- **WHAT IS ASKED**
Pull out every line in the records below that contains the string "image", treating uppercase and lowercase as different. Copy each matching line in full.
── DATA LINES
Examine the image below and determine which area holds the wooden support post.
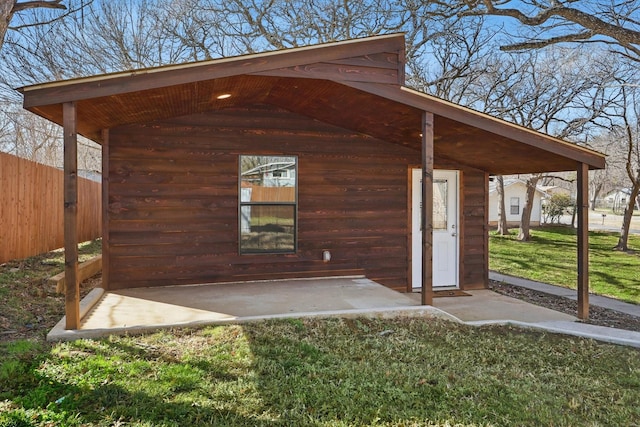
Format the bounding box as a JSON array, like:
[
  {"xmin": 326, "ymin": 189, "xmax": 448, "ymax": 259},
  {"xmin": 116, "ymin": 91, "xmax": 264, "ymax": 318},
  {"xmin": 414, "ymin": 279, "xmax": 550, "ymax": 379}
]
[
  {"xmin": 420, "ymin": 111, "xmax": 433, "ymax": 305},
  {"xmin": 102, "ymin": 129, "xmax": 110, "ymax": 290},
  {"xmin": 577, "ymin": 163, "xmax": 589, "ymax": 320},
  {"xmin": 62, "ymin": 102, "xmax": 80, "ymax": 329}
]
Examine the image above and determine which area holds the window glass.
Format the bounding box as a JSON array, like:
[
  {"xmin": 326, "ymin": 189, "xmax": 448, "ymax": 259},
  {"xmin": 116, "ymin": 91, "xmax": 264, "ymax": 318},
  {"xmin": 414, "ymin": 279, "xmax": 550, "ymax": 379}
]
[
  {"xmin": 239, "ymin": 156, "xmax": 297, "ymax": 253},
  {"xmin": 433, "ymin": 179, "xmax": 449, "ymax": 230}
]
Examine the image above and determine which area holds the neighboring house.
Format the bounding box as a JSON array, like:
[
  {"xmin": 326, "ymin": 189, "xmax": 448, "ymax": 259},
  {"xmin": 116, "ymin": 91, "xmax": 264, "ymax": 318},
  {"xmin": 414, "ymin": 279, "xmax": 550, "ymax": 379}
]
[
  {"xmin": 538, "ymin": 185, "xmax": 572, "ymax": 197},
  {"xmin": 604, "ymin": 188, "xmax": 640, "ymax": 213},
  {"xmin": 21, "ymin": 34, "xmax": 604, "ymax": 329},
  {"xmin": 489, "ymin": 178, "xmax": 547, "ymax": 227},
  {"xmin": 242, "ymin": 161, "xmax": 296, "ymax": 187}
]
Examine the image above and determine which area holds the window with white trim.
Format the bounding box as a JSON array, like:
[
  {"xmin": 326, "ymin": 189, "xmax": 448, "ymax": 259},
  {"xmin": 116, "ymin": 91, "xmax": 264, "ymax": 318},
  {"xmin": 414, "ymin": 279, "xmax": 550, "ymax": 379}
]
[{"xmin": 238, "ymin": 155, "xmax": 298, "ymax": 254}]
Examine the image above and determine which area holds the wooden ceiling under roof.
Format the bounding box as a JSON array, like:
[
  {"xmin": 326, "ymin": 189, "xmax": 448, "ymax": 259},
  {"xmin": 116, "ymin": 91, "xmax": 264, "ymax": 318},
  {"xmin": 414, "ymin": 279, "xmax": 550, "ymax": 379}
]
[{"xmin": 17, "ymin": 35, "xmax": 604, "ymax": 174}]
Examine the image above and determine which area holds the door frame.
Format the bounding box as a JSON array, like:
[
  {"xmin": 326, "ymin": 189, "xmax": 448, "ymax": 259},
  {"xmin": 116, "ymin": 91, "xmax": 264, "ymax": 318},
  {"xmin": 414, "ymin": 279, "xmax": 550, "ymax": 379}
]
[{"xmin": 407, "ymin": 166, "xmax": 462, "ymax": 292}]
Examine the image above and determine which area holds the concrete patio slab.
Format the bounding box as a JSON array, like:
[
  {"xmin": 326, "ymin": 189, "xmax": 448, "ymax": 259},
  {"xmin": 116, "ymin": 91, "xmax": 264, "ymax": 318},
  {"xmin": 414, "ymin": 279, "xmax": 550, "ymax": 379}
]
[
  {"xmin": 47, "ymin": 276, "xmax": 640, "ymax": 347},
  {"xmin": 47, "ymin": 276, "xmax": 454, "ymax": 341},
  {"xmin": 424, "ymin": 289, "xmax": 576, "ymax": 323}
]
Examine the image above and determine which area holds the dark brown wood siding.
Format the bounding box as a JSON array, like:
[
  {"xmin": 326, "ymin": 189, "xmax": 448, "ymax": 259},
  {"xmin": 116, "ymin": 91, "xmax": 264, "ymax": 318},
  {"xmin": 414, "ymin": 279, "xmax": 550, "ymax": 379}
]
────
- **THE OUTPUT**
Examine the image below and determine which area holds the wooden support post.
Examine the image above and determine which area holds the window glass.
Examine the image above and determine which area holds the neighboring house.
Examine the image above and determine which area holds the window with white trim.
Examine the image above and determine which area holds the wooden ceiling under roof.
Examine the image above and determine which area holds the door frame.
Examine the image above and determine which area holds the concrete patio slab.
Examine the image above and determine which area holds the dark brown wood siding.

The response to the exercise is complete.